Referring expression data
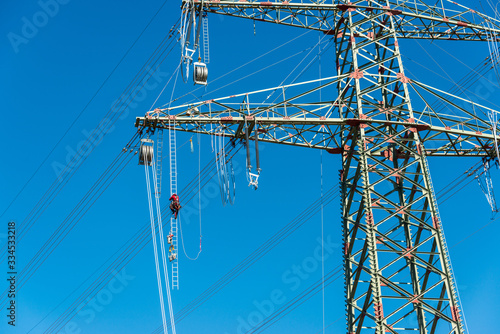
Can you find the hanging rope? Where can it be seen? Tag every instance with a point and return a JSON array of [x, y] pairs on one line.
[[199, 206], [155, 247], [163, 254], [225, 171], [162, 245]]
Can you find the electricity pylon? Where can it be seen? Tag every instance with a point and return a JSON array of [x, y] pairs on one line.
[[398, 274]]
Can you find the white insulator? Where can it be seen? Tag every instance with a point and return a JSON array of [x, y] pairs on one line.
[[146, 152], [200, 73]]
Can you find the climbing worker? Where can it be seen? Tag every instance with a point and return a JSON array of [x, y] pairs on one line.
[[175, 206]]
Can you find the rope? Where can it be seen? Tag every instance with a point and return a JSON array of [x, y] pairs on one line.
[[155, 247], [130, 249], [199, 206], [162, 244]]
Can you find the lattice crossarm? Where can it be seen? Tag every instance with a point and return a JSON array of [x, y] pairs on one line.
[[415, 19]]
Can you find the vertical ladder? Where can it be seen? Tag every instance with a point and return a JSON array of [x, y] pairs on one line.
[[173, 190], [159, 158], [206, 49]]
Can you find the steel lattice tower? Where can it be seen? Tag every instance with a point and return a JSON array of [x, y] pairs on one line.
[[398, 275]]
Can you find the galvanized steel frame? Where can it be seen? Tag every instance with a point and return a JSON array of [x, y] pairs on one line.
[[398, 274]]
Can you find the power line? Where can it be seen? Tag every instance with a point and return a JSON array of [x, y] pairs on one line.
[[83, 110]]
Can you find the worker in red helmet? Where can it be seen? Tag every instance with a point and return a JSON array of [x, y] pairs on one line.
[[174, 204]]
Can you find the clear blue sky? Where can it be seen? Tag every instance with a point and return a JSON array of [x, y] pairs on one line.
[[52, 72]]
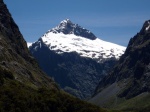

- To do: Since the copy must contain no pictures, return only the text of the records, exactly as it stands.

- Reply to the task:
Can you find the hanging rope? Where can it be seen? Tag every instance with a point and return a JSON array of [x, y] pairs on one line.
[[199, 206], [155, 247], [163, 254], [225, 171], [162, 245]]
Can you find the electricity pylon? Where can it be seen? Tag every instance with a point and return a JSON array of [x, y] pairs on one line.
[[398, 274]]
Can you find the white insulator? Where can it be seen? Tag every instance with a point and return a JSON array of [x, y] pairs on one line.
[[146, 152], [200, 73]]
Can you find the climbing worker? Where can it be seen? Tag every instance with a point and return a JSON array of [x, y] pairs on one line.
[[175, 206]]
Can you find the rope? Where can it be seen? Tag every instance with a point and return a JSON array of [x, y] pairs on one line.
[[155, 247], [130, 249], [199, 206], [162, 244]]
Can you find the lattice crossarm? Where can it be seen? Tag every instance with a point and return a JSON array of [x, y] pairs on one line.
[[415, 19]]
Can you find the vertical ladder? Where can it be seen? Tag every instance with a point and return a JSON array of [x, y] pairs on one line.
[[173, 190], [159, 158], [206, 49]]
Can you find the steel lattice tower? Where can it be seen? Tag every instance with a point and return a JSON array of [x, y] pairs on one line.
[[398, 275]]
Can you find the galvanized steel frame? Where can it be seen? Tag every instance with a point and return a JSON array of [x, y] pairs on one line.
[[398, 274]]
Can you find the power line? Where can it be seen? Tag every instance with a point and return a JSON array of [x, y] pairs on one line.
[[83, 110]]
Can you find the worker in red helmet? Where can it be seen? Tag every instance with a point and return a JSON array of [x, y] pairs on one line.
[[174, 204]]
Can you find the clear blue sky? Where can it be seen? Tag every instance with a point and return a JSON array of [x, y] pairs on one line.
[[52, 72]]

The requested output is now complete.